I’m posting this as much for you as for me; now I have a much better chance of remembering to advise my buyer clients to check and verify these data points, and for my seller clients in questionable internet service areas to note up front the maximum upload and download speeds.

Crossing fingers that the 2021 Infrastructure Bill will bring broad back to more, if not all.

“Neither precise details of the broadband section nor the text of the whole bill has been released yet. The White House said in a related statement that a $65 billion investment for broadband, out of $550 billion in new spending, would ensure that “every American has access to reliable high-speed internet,” comparing it to the electrification of the country a century ago.

The National Telecommunications and Information Administration, part of the Commerce Department, published a comprehensive interactive online map last month. The document shows how poorer, more rural and tribal areas generally don’t have affordable broadband access.

The Federal Communications Commission defines broadband as a download speed of 25 megabits per second and an upload speed of 3 Mbps. While 25 Mbps is generally sufficient for most uses, when such a connection is shared via a wireless connection and transmitted to multiple people using different devices, real-world speeds — particularly when videoconferencing is involved — are often slower and insufficient.

A draft copy of the 68-page broadband section of the infrastructure bill obtained by NBC News would establish a de facto minimum standard of 100 Mbps down and 20 Mbps up, and it would require that internet service providers have an eye toward even higher speeds, most likely through fiber optic service. In addition, it would require the federal government to establish a single website where consumers could determine whether they are eligible for low-cost broadband.”

──────────────────────────────

- SET PROBLEM 1 -
Extract the passage of the broadband text between "I’m posting this" and "if not all.", inclusive.
The text above and the records after it come from separate, unrelated sources.

(Object location annotation records)
──────────────────────────────

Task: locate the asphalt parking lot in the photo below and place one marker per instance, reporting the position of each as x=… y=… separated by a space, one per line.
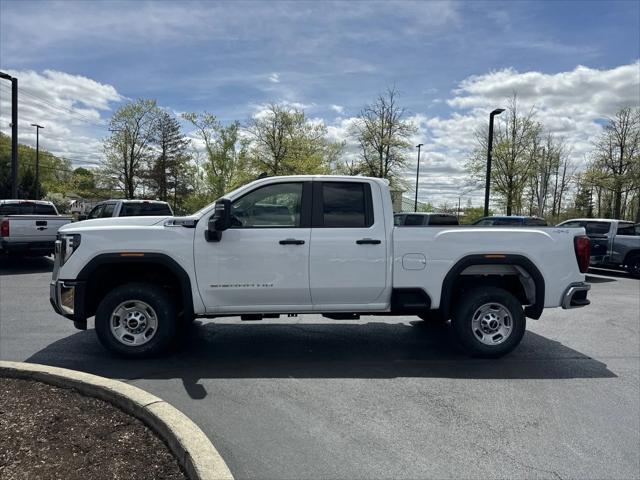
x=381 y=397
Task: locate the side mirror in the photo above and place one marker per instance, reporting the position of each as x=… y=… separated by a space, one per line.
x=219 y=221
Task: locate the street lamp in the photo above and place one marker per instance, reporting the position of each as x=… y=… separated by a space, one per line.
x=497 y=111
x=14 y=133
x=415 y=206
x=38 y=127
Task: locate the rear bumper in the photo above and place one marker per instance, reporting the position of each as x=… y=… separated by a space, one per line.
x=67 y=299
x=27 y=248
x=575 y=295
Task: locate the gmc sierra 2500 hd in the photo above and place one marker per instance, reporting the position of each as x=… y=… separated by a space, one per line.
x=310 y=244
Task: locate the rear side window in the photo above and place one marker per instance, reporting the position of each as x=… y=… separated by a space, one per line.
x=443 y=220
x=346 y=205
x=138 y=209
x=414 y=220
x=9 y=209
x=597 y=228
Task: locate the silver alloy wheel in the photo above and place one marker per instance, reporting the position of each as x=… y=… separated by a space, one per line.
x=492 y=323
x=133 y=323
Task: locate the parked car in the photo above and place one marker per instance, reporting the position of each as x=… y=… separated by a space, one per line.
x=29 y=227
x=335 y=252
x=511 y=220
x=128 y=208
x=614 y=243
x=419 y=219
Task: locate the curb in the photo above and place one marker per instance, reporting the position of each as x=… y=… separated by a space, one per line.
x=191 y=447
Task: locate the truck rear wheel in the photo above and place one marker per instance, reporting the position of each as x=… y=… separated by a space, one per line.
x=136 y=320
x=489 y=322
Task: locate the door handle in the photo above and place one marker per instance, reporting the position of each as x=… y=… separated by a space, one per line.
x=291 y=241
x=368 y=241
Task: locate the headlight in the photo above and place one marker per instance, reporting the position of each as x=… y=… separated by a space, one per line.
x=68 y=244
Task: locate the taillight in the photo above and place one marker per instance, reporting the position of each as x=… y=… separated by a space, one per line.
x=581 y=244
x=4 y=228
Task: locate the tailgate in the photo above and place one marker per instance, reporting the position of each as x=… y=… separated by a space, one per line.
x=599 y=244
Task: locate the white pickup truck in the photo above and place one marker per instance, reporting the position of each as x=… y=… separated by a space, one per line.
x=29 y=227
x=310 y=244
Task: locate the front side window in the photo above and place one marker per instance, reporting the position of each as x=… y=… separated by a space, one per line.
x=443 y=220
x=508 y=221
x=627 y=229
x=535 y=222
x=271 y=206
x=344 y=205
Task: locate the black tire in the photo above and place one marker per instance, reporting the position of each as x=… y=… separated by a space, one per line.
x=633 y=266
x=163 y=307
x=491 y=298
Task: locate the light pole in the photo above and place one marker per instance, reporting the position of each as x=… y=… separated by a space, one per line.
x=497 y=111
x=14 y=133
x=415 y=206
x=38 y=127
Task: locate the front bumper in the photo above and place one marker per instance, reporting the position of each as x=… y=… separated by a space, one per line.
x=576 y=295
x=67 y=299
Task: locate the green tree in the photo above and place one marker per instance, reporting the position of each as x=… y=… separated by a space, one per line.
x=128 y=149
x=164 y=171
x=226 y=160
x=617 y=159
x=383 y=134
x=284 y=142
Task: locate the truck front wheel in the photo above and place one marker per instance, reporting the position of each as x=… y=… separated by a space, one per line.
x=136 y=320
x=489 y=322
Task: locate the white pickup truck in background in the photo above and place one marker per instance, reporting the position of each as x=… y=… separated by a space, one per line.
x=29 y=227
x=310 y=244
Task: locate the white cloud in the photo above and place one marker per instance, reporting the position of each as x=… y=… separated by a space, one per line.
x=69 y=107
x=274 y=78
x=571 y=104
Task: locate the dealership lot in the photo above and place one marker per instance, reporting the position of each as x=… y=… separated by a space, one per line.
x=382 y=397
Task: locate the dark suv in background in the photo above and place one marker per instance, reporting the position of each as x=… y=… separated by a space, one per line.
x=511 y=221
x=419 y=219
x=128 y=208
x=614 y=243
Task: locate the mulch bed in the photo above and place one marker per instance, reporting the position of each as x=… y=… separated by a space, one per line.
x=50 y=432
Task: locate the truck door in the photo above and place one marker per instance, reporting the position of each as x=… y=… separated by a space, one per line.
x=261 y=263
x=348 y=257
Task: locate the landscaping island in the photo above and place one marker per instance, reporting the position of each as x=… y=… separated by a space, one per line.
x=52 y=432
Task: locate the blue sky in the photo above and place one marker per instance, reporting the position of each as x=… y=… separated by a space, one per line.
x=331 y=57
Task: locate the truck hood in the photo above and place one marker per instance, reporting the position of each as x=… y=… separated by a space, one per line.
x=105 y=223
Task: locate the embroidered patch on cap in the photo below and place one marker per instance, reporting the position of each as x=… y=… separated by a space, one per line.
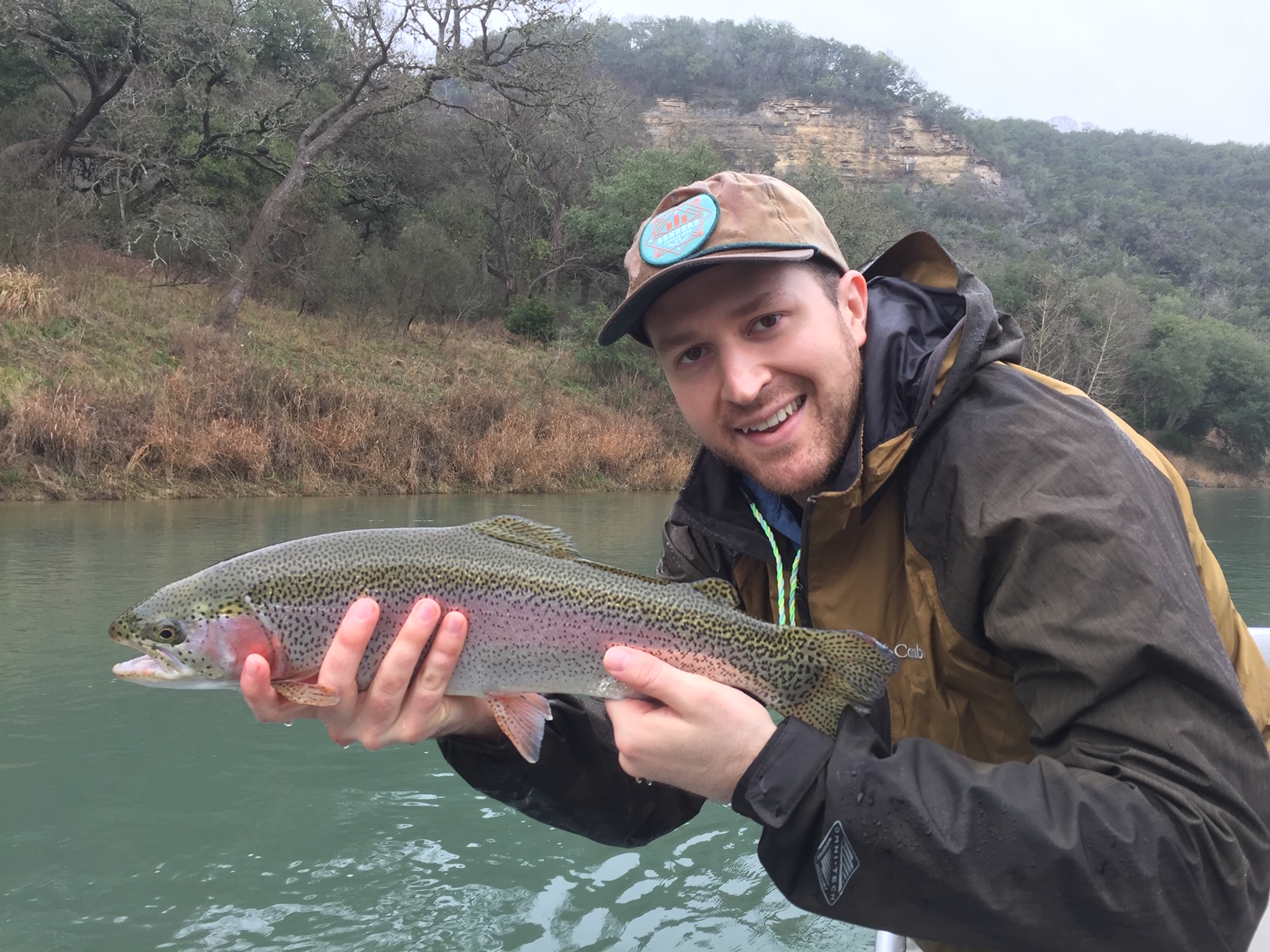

──────────────────────────────

- SET PROBLEM 2 -
Copy the records from their start through the line containing "x=219 y=221", inclusive, and leave out the picture.

- FINISHED ANSWER 1 -
I’m posting this as much for you as for me; now I have a much better chance of remembering to advise my buyer clients to check and verify these data points, and for my seller clients in questionable internet service areas to note up front the maximum upload and download speeds.

Crossing fingers that the 2021 Infrastructure Bill will bring broad back to more, if not all.

- FINISHED ANSWER 2 -
Task: locate the asphalt parking lot in the photo below and place one marker per instance, reporting the position of each as x=… y=… separated by a space, one per line.
x=381 y=397
Task: locate the side mirror in the photo above and place one marker per instance, reporting the position of each as x=… y=… separated by a space, one per line.
x=219 y=221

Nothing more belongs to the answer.